# DIRECTIONS
Could you set down the records below exactly as they are, with no pictures?

*** Opening of DATASET CONTENT ***

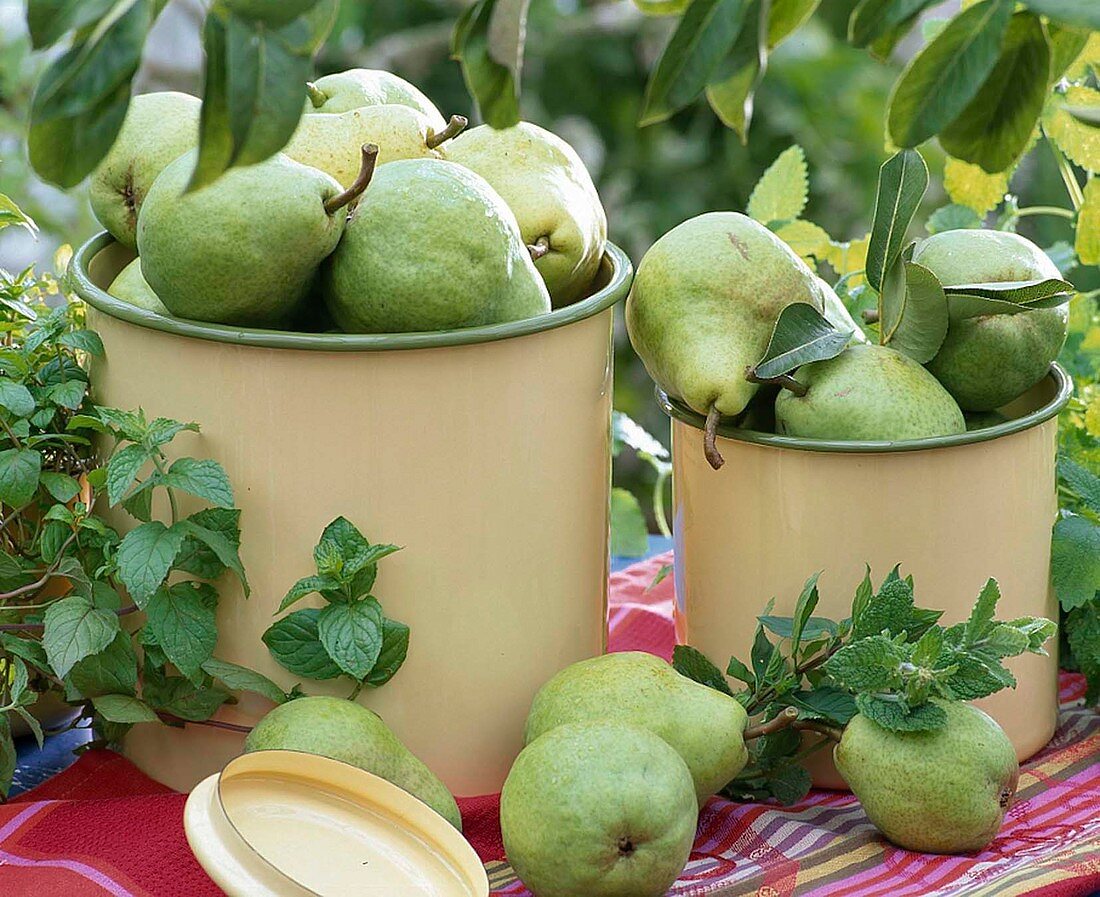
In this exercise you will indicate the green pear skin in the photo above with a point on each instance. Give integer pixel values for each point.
(703, 725)
(158, 128)
(332, 142)
(430, 247)
(704, 303)
(358, 87)
(132, 287)
(547, 185)
(598, 810)
(350, 733)
(942, 791)
(988, 361)
(243, 250)
(868, 392)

*** Close of DATASET CONTENT ***

# ANSWER TO THE EXERCISE
In this exercise you will indicate the green pear skin in the photo above with a point on each instance. Give integer pixel values for each point.
(703, 725)
(158, 128)
(332, 142)
(430, 247)
(704, 303)
(358, 87)
(132, 287)
(547, 185)
(598, 810)
(350, 733)
(942, 791)
(988, 361)
(243, 250)
(868, 392)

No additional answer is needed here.